▸ **Task**
Copy word for word the stretch from "The lower limit value of the content" through "water-soluble polymer decreases." in the polishing composition text below.

In addition, the upper limit value of the content of the acid or a salt thereof in the polishing composition is preferably 5% by mass or less, more preferably 3% by mass or less and even more preferably 2% by mass or less. The polishing rate of the polishing object by the polishing composition is more suitably improved in a case in which the content of the acid or a salt thereof is adequate.
The polishing composition of the invention contains a water-soluble polymer. The water-soluble polymer can aggregate the crystalline abrasive grains although exhibiting a weak force and thus can further improve the polishing rate of the resin. In addition, the water-soluble polymer can serve a function to redisperse the aggregates of the abrasive grains.
Examples of the water-soluble polymers may include a polycarboxylic acid such as polyacrylic acid, a polysulfonic acid such as polyphosphonic acid and polystyrene sulfonic acid, polysaccharides such as xanthan gum and sodium alginate, a cellulose derivative such as hydroxyethyl cellulose and carboxymethyl cellulose, polyethylene glycol, polyvinyl alcohol, polyvinyl pyrrolidone, a polyoxyethylene alkyl ether, a polyoxyethylene alkylphenyl ether, sorbitan monooleate, an oxyalkylen-based polymer having one kind or plural kinds of oxyalkylene units. In addition, it is also possible to suitably use a salt of the compounds described above as the water-soluble polymer. These water-soluble polymers can be used singly or as a mixture of two or more kinds.
Among these, the polycarboxylic acid or a salt thereof, the polyphosphonic acid or a salt thereof, and the polysulfonic acid or a salt thereof are preferable, and sodium polyacrylate and polysulfonic acid are more preferable.
The lower limit value of the weight average molecular weight of the water-soluble polymer is preferably 1,000 or more. On the other hand, the upper limit value of the weight average molecular weight of the water-soluble polymer is preferably 1,000,000 or less. Incidentally, the weight average molecular weight of the water-soluble polymer can be measured by gel permeation chromatography (GPC).
The lower limit value of the content of the water-soluble polymer in the polishing composition is preferably 0.01% by mass or more. It is possible to enhance the redispersibility as the content of the water-soluble polymer increases.
In addition, the upper limit value of the content of the water-soluble polymer in the polishing composition is preferably 10% by mass or less. The polishing rate increases as the content of the water-soluble polymer decreases.
The lower limit value of the pH of the polishing composition of the invention is preferably 1 or more and more preferably 1.5 or more.
In addition, the upper limit value of the pH of the polishing composition of the invention is preferably 7 or less, more preferably 6 or less and even more preferably 4.5 or less.
The pH can be controlled by the acid or a salt thereof which is a component of the polishing composition of the invention, but it is also possible to control the pH using a known acid, a known base or a salt thereof other than the acid or a salt thereof described above.

▸ **Data extract**
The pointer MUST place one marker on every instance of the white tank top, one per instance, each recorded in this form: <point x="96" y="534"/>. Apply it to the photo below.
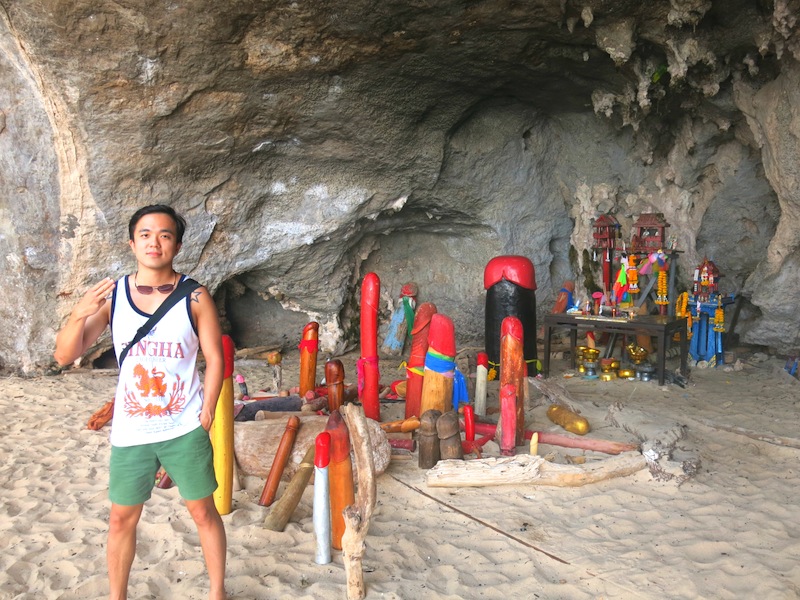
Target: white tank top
<point x="159" y="395"/>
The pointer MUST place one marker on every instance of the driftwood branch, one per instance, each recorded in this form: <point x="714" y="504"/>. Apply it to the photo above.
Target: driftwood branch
<point x="530" y="470"/>
<point x="282" y="510"/>
<point x="357" y="516"/>
<point x="555" y="393"/>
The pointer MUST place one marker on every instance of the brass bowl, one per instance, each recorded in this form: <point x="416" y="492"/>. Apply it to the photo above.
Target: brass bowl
<point x="636" y="353"/>
<point x="606" y="365"/>
<point x="591" y="354"/>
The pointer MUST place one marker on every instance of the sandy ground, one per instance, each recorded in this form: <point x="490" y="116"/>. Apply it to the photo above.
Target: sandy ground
<point x="726" y="531"/>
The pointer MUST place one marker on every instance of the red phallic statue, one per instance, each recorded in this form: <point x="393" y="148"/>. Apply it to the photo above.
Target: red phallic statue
<point x="437" y="384"/>
<point x="368" y="372"/>
<point x="512" y="369"/>
<point x="309" y="346"/>
<point x="416" y="360"/>
<point x="340" y="475"/>
<point x="510" y="283"/>
<point x="507" y="425"/>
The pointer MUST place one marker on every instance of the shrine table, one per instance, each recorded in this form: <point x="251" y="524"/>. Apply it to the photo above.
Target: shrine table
<point x="658" y="326"/>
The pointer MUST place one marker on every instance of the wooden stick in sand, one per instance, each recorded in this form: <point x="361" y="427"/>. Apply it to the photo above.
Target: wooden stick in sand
<point x="556" y="439"/>
<point x="274" y="359"/>
<point x="282" y="510"/>
<point x="357" y="516"/>
<point x="531" y="470"/>
<point x="416" y="359"/>
<point x="334" y="378"/>
<point x="428" y="439"/>
<point x="481" y="379"/>
<point x="279" y="462"/>
<point x="322" y="499"/>
<point x="221" y="433"/>
<point x="309" y="346"/>
<point x="368" y="371"/>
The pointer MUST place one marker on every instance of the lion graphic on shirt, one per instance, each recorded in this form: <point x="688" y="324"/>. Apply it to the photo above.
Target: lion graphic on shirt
<point x="147" y="384"/>
<point x="151" y="384"/>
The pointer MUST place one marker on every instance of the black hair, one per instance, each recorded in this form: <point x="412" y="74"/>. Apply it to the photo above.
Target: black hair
<point x="180" y="222"/>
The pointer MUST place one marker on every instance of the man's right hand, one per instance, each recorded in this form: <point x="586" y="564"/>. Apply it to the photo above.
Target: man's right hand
<point x="93" y="300"/>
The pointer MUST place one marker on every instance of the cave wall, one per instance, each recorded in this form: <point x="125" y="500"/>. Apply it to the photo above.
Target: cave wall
<point x="309" y="144"/>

▸ **Task answer**
The lower limit value of the content of the water-soluble polymer in the polishing composition is preferably 0.01% by mass or more. It is possible to enhance the redispersibility as the content of the water-soluble polymer increases.
In addition, the upper limit value of the content of the water-soluble polymer in the polishing composition is preferably 10% by mass or less. The polishing rate increases as the content of the water-soluble polymer decreases.